** DATA IN THIS EXERCISE follows **

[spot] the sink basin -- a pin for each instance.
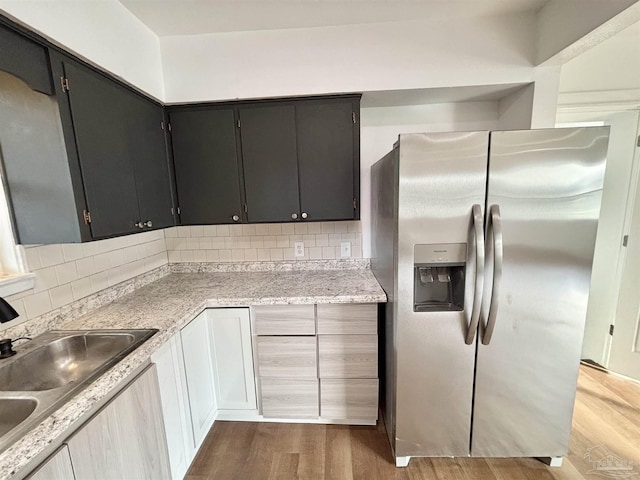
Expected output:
(13, 411)
(62, 361)
(51, 369)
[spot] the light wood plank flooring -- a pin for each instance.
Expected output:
(607, 414)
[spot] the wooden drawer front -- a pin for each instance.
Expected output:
(287, 357)
(350, 318)
(289, 398)
(284, 319)
(348, 356)
(349, 399)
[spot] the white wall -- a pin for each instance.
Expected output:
(356, 58)
(381, 126)
(103, 32)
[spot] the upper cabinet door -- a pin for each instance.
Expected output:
(327, 161)
(151, 171)
(97, 107)
(206, 166)
(270, 162)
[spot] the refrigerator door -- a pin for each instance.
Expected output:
(441, 177)
(543, 203)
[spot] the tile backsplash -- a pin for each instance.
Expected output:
(68, 272)
(262, 242)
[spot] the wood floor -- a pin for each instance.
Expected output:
(607, 414)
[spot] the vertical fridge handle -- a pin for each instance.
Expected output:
(494, 231)
(477, 259)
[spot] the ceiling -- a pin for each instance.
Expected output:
(195, 17)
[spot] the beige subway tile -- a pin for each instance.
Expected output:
(46, 278)
(86, 267)
(72, 251)
(210, 230)
(328, 227)
(322, 240)
(200, 256)
(275, 229)
(33, 258)
(249, 230)
(38, 304)
(196, 231)
(235, 230)
(67, 273)
(300, 229)
(282, 241)
(276, 254)
(328, 253)
(340, 227)
(262, 229)
(222, 230)
(269, 242)
(50, 255)
(287, 229)
(314, 227)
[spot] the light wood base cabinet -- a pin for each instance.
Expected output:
(126, 439)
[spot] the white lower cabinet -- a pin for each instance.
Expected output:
(56, 467)
(125, 439)
(175, 405)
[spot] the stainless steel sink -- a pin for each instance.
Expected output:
(51, 369)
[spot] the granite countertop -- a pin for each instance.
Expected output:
(168, 304)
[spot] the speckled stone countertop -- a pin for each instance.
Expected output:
(168, 304)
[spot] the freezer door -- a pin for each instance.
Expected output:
(543, 203)
(441, 177)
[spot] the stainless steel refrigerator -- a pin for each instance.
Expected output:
(483, 242)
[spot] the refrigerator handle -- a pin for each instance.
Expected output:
(477, 260)
(494, 229)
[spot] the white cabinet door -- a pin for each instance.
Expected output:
(56, 467)
(175, 406)
(198, 363)
(126, 438)
(230, 330)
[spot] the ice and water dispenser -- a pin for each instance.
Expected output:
(438, 277)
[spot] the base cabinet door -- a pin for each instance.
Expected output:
(126, 439)
(175, 406)
(56, 467)
(198, 364)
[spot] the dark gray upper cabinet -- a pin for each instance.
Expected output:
(270, 162)
(25, 59)
(206, 165)
(328, 167)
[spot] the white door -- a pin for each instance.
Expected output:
(198, 363)
(625, 346)
(232, 358)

** End of DATA IN THIS EXERCISE **

**WHAT IS BEING ASKED:**
In the material above, how many lines contain the string "light"? Respond with that number by itself.

**EXERCISE RESPONSE:**
2